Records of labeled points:
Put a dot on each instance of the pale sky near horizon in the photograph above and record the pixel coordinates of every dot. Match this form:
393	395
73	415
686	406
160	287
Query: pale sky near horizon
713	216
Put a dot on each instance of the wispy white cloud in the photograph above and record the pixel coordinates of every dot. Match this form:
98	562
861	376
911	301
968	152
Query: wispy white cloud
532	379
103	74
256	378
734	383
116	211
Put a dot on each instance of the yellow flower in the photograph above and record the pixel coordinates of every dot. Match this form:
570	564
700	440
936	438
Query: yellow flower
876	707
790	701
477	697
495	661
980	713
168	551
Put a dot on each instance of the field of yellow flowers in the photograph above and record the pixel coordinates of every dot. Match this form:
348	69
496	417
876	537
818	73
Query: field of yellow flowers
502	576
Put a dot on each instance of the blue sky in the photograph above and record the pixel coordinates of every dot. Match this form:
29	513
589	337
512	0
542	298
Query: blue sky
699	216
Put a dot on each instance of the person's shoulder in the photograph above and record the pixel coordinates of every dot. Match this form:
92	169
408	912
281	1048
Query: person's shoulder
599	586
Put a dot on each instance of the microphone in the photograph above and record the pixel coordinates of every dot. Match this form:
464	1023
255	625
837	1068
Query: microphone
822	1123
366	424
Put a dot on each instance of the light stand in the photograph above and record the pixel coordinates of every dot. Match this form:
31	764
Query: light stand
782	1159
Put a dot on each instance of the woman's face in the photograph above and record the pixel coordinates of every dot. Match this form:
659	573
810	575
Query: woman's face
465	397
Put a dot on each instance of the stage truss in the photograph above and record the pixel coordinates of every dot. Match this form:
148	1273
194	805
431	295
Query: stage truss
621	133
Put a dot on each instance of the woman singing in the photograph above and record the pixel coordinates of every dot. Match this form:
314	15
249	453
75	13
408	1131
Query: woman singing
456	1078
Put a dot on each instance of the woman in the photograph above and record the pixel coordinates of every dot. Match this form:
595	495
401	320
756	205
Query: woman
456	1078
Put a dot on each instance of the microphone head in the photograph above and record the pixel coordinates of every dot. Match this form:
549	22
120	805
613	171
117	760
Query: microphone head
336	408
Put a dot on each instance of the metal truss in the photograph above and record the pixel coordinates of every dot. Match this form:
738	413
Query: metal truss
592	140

_Your objective_
Copy out all of the records above again, swapping "stage truss" for "lighting truss" at every occurrence and changing nothing else.

_Correct output_
Put a dot on each instance of the pale sky near horizon in the photograph above and record the pixel coordinates of every dot. Match this form:
393	395
73	415
686	406
160	287
Query: pale sky near horizon
713	216
Put a dot on each instance of the wispy white cloud in the photograph above and record the pixel coordinates of every dot. Match this form:
98	562
861	376
911	301
968	152
Query: wispy white cloud
532	379
103	74
256	378
734	383
116	211
Put a dot on each instance of the yellow flower in the photograph above and record the pixel coordinates of every dot. Match this form:
570	564
700	440
936	438
Query: yellow flower
876	707
790	701
477	697
495	661
980	713
168	551
Put a dot on each instance of the field of yellow flowers in the photograph above and record the pixel coordinates of every dot. Match this form:
348	69
496	417
876	537
818	73
Query: field of yellow flowers
502	576
Put a dot on each instance of the blue sky in the photograph above and record the pixel coordinates of every dot. Match this form:
29	513
589	337
512	0
542	298
Query: blue sky
699	216
Put a dot on each instance of the person's shoulder in the photograph above and record the pixel coordinates of every dot. Match this form:
92	169
408	912
281	1048
Query: person's shoulder
599	586
Put a dot on each instance of the microphone in the photograph above and record the pixel coordinates of every dot. Match this form:
464	1023
255	625
837	1068
Query: microphone
822	1123
366	424
Put a dot on each instance of the light stand in the photograph above and record the pixel coordinates of every dot. Match this form:
31	764
Query: light stand
782	1159
Put a dot on each instance of the woman's face in the photograph above and record the pixel coordinates of every dot. Match this form:
659	573
810	575
Query: woman's face
465	397
Put a dot on each instance of the lighting truss in the photograph above and record the pixel coordinates of every dot. Match this form:
148	1273
194	805
431	295
Query: lighting truss
621	133
Put a dot on each instance of the woman singing in the photograph above and record the pixel coordinates of every dot. Match this form:
314	15
249	453
75	13
408	1131
Query: woman singing
456	1078
Put a dot on each instance of the woman in the photograph above and record the pixel coordinates of every dot. Match this form:
595	495
401	320
756	205
Query: woman
456	1078
Put a dot on each instance of the microphone head in the photograph above and record the pixel coordinates of every dot. Match this form:
549	22
120	805
613	171
117	760
Query: microphone head
336	408
Put a dot on each instance of the metal truss in the photograph above and record the pixel coordinates of every dot. Match this form:
738	413
Query: metal truss
592	140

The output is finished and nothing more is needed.